Task to complete: Tally how many lines in the records below include the string "rope". Give only that number.

# start of Supplied records

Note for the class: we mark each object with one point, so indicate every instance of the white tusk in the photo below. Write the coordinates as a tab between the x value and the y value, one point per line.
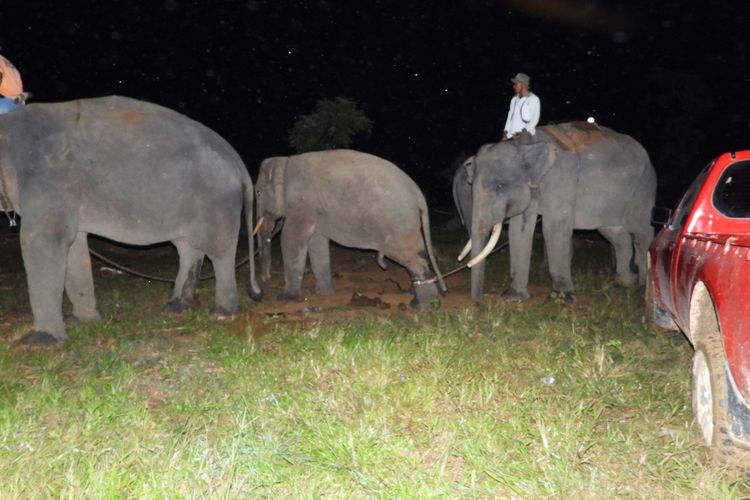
465	251
496	230
258	224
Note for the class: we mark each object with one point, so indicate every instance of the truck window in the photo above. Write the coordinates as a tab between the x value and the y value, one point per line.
732	192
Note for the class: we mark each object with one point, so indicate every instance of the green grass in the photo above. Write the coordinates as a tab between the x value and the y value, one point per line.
441	404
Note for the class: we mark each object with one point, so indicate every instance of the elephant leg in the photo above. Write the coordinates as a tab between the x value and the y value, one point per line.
294	244
320	262
79	281
642	238
45	255
226	301
622	242
558	236
520	241
185	292
422	276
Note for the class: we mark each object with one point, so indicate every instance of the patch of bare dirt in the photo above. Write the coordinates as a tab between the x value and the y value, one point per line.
360	284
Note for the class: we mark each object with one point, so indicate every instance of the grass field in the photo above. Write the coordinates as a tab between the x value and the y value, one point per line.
529	400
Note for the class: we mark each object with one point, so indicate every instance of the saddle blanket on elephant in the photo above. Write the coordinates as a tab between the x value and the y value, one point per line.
576	137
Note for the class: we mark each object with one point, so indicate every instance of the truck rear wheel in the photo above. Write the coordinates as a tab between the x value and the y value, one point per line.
710	398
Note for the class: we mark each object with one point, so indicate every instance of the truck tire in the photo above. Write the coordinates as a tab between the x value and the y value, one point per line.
710	400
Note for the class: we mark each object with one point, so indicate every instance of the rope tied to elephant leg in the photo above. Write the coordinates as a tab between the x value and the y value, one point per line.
5	200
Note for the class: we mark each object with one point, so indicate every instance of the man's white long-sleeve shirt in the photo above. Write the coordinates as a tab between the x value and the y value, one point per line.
523	114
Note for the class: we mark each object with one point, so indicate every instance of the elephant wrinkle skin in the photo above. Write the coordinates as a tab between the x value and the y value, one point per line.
130	171
610	186
355	199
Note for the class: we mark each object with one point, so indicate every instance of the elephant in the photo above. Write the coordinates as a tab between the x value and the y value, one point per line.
462	192
607	184
355	199
132	172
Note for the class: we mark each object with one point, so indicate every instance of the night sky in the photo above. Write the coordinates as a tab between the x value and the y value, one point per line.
433	76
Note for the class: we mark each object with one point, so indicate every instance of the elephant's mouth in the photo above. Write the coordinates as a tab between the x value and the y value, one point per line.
494	238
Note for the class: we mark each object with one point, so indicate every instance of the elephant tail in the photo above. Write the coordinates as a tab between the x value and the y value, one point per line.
425	217
253	290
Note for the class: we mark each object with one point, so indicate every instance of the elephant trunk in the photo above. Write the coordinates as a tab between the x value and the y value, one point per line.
265	228
253	290
486	213
494	237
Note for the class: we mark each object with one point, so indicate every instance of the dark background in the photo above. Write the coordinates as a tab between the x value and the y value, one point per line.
433	76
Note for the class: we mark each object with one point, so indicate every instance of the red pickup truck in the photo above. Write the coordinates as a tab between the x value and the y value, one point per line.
700	284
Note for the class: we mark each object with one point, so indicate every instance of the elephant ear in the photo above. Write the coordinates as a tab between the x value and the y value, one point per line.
469	166
537	160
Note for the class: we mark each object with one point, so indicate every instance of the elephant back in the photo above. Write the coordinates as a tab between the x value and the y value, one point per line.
576	137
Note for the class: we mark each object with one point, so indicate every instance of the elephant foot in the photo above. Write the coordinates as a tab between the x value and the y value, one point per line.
567	298
179	306
290	297
222	313
513	294
38	339
256	295
426	296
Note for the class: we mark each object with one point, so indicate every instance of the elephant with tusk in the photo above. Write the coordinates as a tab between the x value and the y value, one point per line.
130	171
603	181
355	199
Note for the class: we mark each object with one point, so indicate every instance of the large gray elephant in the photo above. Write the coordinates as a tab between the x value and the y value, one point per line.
352	198
130	171
605	182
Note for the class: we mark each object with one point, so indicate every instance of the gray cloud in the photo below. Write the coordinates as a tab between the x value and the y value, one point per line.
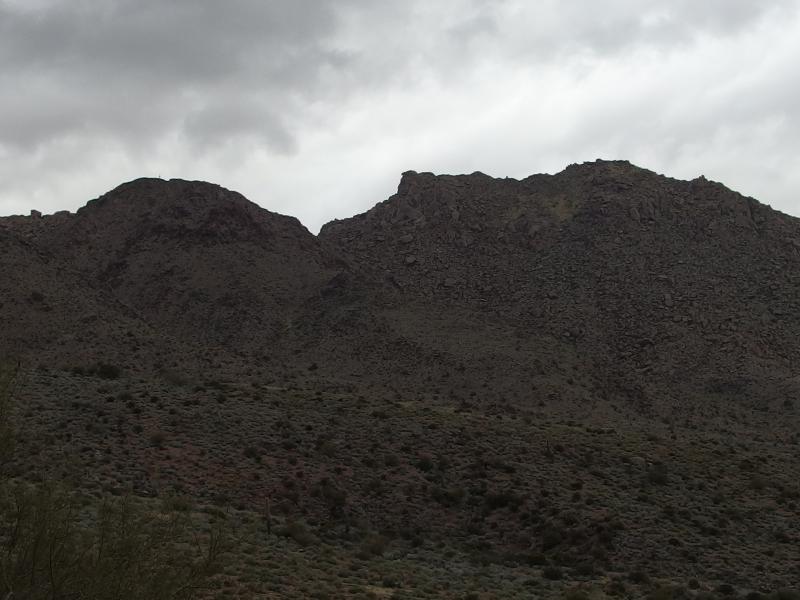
313	107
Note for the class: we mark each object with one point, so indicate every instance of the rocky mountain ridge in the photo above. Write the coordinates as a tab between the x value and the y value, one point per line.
576	365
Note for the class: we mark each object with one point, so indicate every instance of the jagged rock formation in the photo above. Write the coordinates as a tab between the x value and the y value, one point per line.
488	361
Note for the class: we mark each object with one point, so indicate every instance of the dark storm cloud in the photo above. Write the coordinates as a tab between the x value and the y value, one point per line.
260	94
138	68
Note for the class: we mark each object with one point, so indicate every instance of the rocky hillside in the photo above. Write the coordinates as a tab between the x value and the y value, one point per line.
591	374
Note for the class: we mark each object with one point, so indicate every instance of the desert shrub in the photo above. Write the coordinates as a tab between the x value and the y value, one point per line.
658	474
54	547
552	572
56	544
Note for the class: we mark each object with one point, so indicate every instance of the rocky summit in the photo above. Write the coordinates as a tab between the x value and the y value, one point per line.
580	383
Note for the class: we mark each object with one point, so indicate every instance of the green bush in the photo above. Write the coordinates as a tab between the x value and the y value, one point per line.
56	544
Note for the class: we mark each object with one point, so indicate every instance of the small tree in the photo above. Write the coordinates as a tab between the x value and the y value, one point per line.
55	545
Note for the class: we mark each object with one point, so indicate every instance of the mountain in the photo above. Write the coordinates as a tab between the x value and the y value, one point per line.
593	371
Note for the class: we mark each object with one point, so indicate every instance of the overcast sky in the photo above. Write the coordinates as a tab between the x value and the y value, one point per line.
313	108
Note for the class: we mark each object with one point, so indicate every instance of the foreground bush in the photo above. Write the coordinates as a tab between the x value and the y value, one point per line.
57	545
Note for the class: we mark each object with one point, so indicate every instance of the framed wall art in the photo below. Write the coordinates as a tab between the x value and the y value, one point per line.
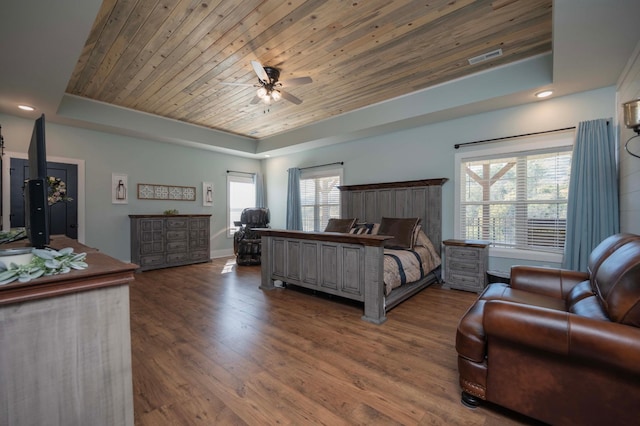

# end of Supplied records

Solution to this task: 1